La Paz - Yungas

 

Am nächsten Morgen ist der Himmel trüb und es ist ungewöhnlich warm. Der Sturm der letzten Nacht hat rundherum Sand und Staub aufgewühlt. Außerdem dürfte Wasserknappheit herrschen und wir können nach der Lagunenroute das Zebra leider nicht waschen lassen – alle Lavaderos haben geschlossen. Der nette Junge auf der Tankstelle lässt uns noch einen Teil des Tanks auffüllen, ehe seine Mama drauf kommt und uns sprichwörtlich den Hahn abdreht. Also kommen wir schneller raus aus Uyuni als gedacht und fahren los Richtung Oruro. Wir kommen gut voran – die Straße ist erstaunlicherweise gut in Schuss und so legen wir fast 300 km zurück. Die Fenster bleiben heute zu – Sandstürme fegen über uns hinweg – da hatten wir mit dem Wetter der letzten Wochen tatsächlich Glück am Salar und auf der Lagunenroute.

### Datenzeilen
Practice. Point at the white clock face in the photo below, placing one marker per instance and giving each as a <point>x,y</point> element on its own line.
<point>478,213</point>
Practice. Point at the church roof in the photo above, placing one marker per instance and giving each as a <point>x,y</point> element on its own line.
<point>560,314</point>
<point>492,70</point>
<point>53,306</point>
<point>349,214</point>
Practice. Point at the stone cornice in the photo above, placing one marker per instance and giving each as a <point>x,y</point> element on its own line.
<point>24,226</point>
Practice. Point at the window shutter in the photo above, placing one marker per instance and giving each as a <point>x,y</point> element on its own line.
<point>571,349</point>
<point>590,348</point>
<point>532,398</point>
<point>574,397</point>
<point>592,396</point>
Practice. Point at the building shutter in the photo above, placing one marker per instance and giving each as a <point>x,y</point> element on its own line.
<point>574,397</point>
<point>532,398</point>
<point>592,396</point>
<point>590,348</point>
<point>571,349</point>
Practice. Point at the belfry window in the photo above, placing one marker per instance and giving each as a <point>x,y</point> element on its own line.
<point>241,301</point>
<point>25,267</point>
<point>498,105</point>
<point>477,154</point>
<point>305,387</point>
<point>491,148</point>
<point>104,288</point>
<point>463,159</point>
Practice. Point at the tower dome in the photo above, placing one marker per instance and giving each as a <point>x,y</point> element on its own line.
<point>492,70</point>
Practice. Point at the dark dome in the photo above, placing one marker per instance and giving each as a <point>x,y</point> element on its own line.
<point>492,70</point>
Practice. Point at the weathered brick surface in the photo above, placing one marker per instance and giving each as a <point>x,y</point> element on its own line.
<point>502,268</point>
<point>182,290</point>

--

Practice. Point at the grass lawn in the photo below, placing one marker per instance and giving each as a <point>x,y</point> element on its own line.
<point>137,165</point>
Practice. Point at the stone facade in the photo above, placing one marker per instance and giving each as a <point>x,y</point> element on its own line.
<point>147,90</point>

### Aufgaben
• A. Geben Sie die Passage aus dem Reisebericht wörtlich wieder. Beginnen Sie bei den Worten „Am nächsten Morgen“ und enden Sie nach „auf der Lagunenroute.“.
• B. Wie viele Kilometer legen die Reisenden laut dem Reisebericht auf der Fahrt Richtung Oruro zurück?
• C. Führen Sie den Reisebericht über die Fahrt von Uyuni Richtung Oruro im Anschluss an seinen letzten Satz weiter.

### Antworten
• A.
Am nächsten Morgen ist der Himmel trüb und es ist ungewöhnlich warm. Der Sturm der letzten Nacht hat rundherum Sand und Staub aufgewühlt. Außerdem dürfte Wasserknappheit herrschen und wir können nach der Lagunenroute das Zebra leider nicht waschen lassen – alle Lavaderos haben geschlossen. Der nette Junge auf der Tankstelle lässt uns noch einen Teil des Tanks auffüllen, ehe seine Mama drauf kommt und uns sprichwörtlich den Hahn abdreht. Also kommen wir schneller raus aus Uyuni als gedacht und fahren los Richtung Oruro. Wir kommen gut voran – die Straße ist erstaunlicherweise gut in Schuss und so legen wir fast 300 km zurück. Die Fenster bleiben heute zu – Sandstürme fegen über uns hinweg – da hatten wir mit dem Wetter der letzten Wochen tatsächlich Glück am Salar und auf der Lagunenroute.

• B. Fast 300 km.

• C.
In Oruro, einer Stadt der wenig Charme und Sicherheit nachgesagt wird, müssen wir nun auch den Aufenthalt des Zebras verlängern. Wie üblich bedienen wir uns in dem Fall der Overlander App Nummer 1 und stellen leider diesmal fest: Es scheint sich einiges geändert zu haben. In der Folge dauert unser Odyssee fast einen kompletten Tag im Verkehrschaos von Oruro ehe wir unser Fahrzeug für weitere 60 Tage legitimieren können. Zum einen ist das an all den Orten, an denen das früher möglich war, nicht mehr der Fall und zum anderen scheinen die Beamte, die wir an diesen Orten antreffen, keinen blassen Schimmer davon haben, dass ihre Behörde – der Zoll Boliviens – im Norden der Stadt ein neues, riesiges und feudales Gebäude hingestellt hat. Als wir dort endlich ankommen, ist es später Freitag Nachmittag. Unser Import-Dokument für das Zebra läuft heute aus, wenn sie uns jetzt wegschicken, dann zahlen wir Strafe.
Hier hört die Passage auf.